Start of Supplied material

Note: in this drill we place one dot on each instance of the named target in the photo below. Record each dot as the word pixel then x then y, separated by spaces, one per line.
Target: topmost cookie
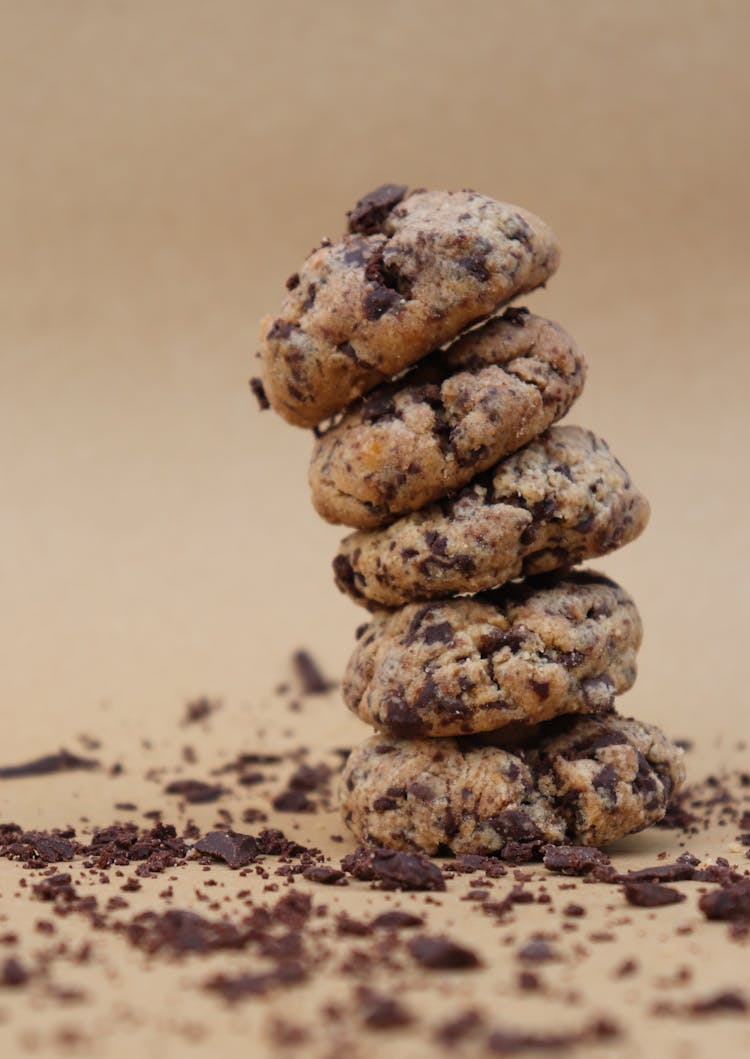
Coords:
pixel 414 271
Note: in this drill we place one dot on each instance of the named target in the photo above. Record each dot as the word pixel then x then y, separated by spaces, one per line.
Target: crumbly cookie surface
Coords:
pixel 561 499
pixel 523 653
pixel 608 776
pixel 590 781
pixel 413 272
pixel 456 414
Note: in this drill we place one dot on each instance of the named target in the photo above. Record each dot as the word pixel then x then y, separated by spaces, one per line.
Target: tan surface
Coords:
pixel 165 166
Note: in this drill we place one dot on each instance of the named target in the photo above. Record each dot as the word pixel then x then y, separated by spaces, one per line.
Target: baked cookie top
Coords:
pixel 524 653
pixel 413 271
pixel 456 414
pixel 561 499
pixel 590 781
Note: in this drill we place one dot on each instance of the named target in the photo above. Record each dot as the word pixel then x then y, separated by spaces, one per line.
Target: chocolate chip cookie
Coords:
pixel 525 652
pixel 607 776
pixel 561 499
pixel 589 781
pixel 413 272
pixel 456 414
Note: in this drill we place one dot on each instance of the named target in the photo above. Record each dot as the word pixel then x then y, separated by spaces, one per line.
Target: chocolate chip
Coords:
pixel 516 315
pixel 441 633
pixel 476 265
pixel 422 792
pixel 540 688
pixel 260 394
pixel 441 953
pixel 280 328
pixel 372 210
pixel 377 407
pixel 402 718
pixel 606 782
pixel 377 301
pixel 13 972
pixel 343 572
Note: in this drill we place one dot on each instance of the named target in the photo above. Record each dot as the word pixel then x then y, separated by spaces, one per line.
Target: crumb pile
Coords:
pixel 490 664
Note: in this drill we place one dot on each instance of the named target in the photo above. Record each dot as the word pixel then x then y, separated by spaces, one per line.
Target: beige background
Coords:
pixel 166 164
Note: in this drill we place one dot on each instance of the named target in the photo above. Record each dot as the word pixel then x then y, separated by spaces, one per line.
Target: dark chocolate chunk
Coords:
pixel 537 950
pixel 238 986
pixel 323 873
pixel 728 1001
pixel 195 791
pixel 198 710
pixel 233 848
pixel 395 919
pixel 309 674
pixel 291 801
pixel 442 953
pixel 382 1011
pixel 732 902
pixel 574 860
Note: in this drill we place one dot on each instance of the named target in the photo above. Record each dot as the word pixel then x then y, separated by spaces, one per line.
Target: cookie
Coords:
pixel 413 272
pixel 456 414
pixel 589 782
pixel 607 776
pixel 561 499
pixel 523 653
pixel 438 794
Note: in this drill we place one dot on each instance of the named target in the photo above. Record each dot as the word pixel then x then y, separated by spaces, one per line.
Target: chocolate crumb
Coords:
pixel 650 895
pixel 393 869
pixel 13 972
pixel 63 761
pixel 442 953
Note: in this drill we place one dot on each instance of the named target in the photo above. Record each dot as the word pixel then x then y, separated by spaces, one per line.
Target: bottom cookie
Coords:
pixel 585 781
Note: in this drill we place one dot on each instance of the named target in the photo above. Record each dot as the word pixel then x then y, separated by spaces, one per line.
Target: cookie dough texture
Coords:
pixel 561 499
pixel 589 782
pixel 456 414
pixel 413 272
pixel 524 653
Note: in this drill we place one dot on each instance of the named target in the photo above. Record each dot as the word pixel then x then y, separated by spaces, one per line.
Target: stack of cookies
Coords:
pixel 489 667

End of Supplied material

§ **What you are asked to do**
Copy the data word for word, from its first line through the line containing "pixel 490 664", inclusive. Leave the pictures out.

§ **Answer for the task**
Note: in this drill we place one dot on each instance of the named target in the photo below. Record each dot as the word pixel then x then y, separated by spaces, one per line.
Target: topmost cookie
Coords:
pixel 414 271
Note: in this drill we place one dot on each instance of the named target in the photo above. Record each dot as the word pixel then x then y, separated by spaces, one per line.
Target: crumbly cookie surface
Coords:
pixel 561 499
pixel 523 653
pixel 608 776
pixel 590 781
pixel 413 272
pixel 456 414
Note: in this drill we place one dot on each instance of the named target in the photo above. Record each dot as the word pixel then x then y, separated by spaces, one per line.
Target: tan surface
Coords:
pixel 165 166
Note: in this drill we place one dot on each instance of the named target in the photo above. Record each dot as the word pixel then x then y, separated by spaces, one per line.
Target: baked cookie top
Coords:
pixel 524 653
pixel 413 271
pixel 456 414
pixel 561 499
pixel 590 781
Note: in this drill we place one dot on each instance of the named target in the photo above. Record each dot as the word pixel then x then y, separated by spaces, one per line.
Target: chocolate chip cookie
Coords:
pixel 525 652
pixel 607 776
pixel 561 499
pixel 589 781
pixel 413 272
pixel 456 414
Note: in this drill we place one dot on each instance of the named target in the photo above. Record each dot as the word pixel then x then y, separated by spaces, one per line.
Target: chocolate chip
Coords:
pixel 516 315
pixel 441 633
pixel 476 265
pixel 422 792
pixel 540 688
pixel 260 394
pixel 441 953
pixel 280 328
pixel 372 210
pixel 377 407
pixel 402 718
pixel 606 782
pixel 377 301
pixel 13 972
pixel 343 572
Note: in this drill we place one dot on each instance of the named target in the photo above. Record each dot as the word pixel then x then y, separated by spaces, one per line.
Target: crumb pile
Coords:
pixel 490 664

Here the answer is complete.